_SOAL LATIHAN_
• a. Organisasi apa saja yang disebut dalam bacaan tentang senjata selundupan di wilayah konflik? Sebutkan semuanya.
• b. Apakah tiap pernyataan berikut sesuai dengan bacaan tentang senjata selundupan di wilayah konflik? Jawab ya atau tidak, lalu kutip kata-kata bacaan yang menentukan. (i) Aksi Petrus ditujukan untuk menghabisi dedengkot residivis dan bromocorah. (ii) Aksi Petrus dikaitkan dengan eskalasi konflik separatisme OPM di Papua. (iii) Rivalitas tokoh eks GAM jelang Pemilukada Aceh diduga memunculkan gerombolan bersenjata.
• c. Teruskan bacaan tentang senjata selundupan di wilayah konflik, mulai setelah kalimat terakhirnya.

_TEKS BACAAN_
Mengenali Senjata Selundupan di Wilayah
Konflik Tanah Air
Aksi Petrus
(Penembak Misterius) terus menghantui ujung Timur dan Barat Nusantara.
Bukan untuk menghabisi dedengkot residivis dan bromocorah, melainkan membantai
warga sipil biasa. Hal ini erat kaitannya dengan eskalasi konflik separatisme
OPM di Papua dan isu keamanan PT. Freeport Indonesia. Demikian pula adanya
rivalitas tokoh eks GAM jelang Pemilukada Aceh, ditengarai telah memunculkan
gerombolan bersenjata yang aktif melakukan aksi premanisme sekaligus pembunuhan
politik.

_KUTIPAN MATERI_
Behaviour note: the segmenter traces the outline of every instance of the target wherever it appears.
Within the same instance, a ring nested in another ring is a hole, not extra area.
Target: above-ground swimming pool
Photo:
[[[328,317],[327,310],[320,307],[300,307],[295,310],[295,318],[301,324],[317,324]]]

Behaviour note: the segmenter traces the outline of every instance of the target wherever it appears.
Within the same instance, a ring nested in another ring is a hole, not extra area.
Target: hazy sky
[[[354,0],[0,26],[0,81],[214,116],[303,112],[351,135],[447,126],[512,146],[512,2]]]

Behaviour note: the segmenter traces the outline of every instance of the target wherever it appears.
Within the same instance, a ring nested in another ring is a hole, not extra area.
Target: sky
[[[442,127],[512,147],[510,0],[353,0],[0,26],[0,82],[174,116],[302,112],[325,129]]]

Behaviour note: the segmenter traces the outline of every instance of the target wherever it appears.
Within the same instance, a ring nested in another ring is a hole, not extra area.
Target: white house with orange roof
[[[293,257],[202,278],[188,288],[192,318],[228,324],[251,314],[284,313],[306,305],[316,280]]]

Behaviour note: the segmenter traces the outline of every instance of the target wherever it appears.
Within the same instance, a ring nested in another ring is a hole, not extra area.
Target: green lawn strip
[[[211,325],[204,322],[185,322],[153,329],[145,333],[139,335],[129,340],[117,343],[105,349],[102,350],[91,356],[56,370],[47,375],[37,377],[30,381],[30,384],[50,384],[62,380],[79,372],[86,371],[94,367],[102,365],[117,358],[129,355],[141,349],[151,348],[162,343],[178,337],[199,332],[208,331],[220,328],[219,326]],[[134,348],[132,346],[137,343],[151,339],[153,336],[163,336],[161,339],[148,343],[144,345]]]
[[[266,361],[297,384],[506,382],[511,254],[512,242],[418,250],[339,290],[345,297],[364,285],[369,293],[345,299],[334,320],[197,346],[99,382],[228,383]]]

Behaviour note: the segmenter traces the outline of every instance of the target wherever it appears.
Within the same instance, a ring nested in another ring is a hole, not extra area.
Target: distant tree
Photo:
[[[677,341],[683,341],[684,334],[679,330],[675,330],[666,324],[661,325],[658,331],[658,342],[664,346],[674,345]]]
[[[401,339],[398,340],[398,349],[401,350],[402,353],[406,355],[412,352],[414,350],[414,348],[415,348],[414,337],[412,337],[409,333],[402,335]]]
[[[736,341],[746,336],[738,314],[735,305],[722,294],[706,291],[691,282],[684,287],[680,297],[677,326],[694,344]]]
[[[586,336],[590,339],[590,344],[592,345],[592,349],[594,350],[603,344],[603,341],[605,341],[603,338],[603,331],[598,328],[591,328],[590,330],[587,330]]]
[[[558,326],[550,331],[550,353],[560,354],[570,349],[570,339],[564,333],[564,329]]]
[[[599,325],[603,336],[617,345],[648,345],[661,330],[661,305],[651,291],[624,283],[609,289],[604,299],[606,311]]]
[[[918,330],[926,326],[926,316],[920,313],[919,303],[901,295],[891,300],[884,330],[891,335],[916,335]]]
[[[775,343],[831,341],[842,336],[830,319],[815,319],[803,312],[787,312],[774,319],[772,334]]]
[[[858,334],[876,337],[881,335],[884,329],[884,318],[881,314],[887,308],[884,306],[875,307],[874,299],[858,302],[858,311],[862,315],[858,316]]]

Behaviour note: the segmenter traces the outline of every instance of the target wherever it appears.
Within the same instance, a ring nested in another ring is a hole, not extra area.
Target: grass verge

_JAWABAN SOAL_
• a. OPM, PT. Freeport Indonesia, dan GAM.

• b.
(i) Tidak: "Bukan untuk menghabisi dedengkot residivis dan bromocorah, melainkan membantai warga sipil biasa."
(ii) Ya: "Hal ini erat kaitannya dengan eskalasi konflik separatisme OPM di Papua"
(iii) Ya: "rivalitas tokoh eks GAM jelang Pemilukada Aceh, ditengarai telah memunculkan gerombolan bersenjata"

• c.
Diluar
kesimpangsiuran siapa pelaku penembakan berikut motif yang melatarbelakanginya,
adalah menarik mencermati asal muasal perolehan senjata yang dipakai pada
masing-masing wilayah konflik. Hal ini begitu mencuat dalam kasus Aceh, dimana
Polri secara gamblang menyatakan bahwa sebagian besar aksi serangan bermodus
penembakan dari jarak dekat menggunakan AK-47/56. Kesimpulan didasarkan atas
fakta TKP berupa temuan selongsong proyektil
7,62 x 39 mm, kaliber munisi standar untuk senapan AK-47 dan AK-56.
Peredaran gelap
Avtomat Kalashnikova di Aceh memiliki
benang merah dengan gejolak separatisme periode tahun 2000 – 2005. Waktu itu Gerakan Aceh Merdeka (GAM) “mengimpor”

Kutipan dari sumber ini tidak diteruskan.